Exercise data:
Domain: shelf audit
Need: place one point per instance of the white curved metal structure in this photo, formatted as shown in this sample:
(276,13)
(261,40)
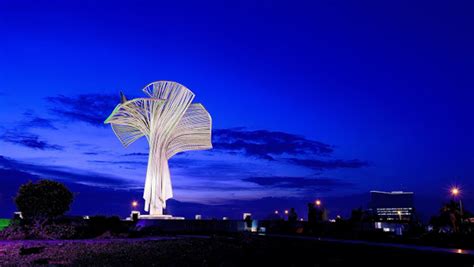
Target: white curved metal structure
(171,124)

==

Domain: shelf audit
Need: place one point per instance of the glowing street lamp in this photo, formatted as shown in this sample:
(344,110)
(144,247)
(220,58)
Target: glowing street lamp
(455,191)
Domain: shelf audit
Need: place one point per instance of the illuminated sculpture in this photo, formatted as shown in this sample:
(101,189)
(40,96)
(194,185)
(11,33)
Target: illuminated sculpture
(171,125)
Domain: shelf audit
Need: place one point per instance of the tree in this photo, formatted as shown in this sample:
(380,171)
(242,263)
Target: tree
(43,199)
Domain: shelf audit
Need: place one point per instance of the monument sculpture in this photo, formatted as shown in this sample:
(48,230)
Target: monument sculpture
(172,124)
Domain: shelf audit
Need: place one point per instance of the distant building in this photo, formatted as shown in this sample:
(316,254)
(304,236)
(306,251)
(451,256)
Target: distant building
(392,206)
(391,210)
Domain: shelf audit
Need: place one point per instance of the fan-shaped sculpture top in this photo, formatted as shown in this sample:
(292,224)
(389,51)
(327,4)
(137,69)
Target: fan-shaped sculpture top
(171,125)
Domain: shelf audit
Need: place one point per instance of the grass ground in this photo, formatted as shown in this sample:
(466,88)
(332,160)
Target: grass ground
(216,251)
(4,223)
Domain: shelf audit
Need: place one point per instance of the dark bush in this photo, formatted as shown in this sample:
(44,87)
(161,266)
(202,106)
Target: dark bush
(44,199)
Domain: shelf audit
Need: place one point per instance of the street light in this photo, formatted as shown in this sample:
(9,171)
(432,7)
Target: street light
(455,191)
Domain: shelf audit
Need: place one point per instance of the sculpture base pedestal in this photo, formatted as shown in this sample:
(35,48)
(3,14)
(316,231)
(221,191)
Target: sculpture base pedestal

What this task involves:
Write down how many lines of the data above contain the word "pedestal", with nothing else.

Solution below:
2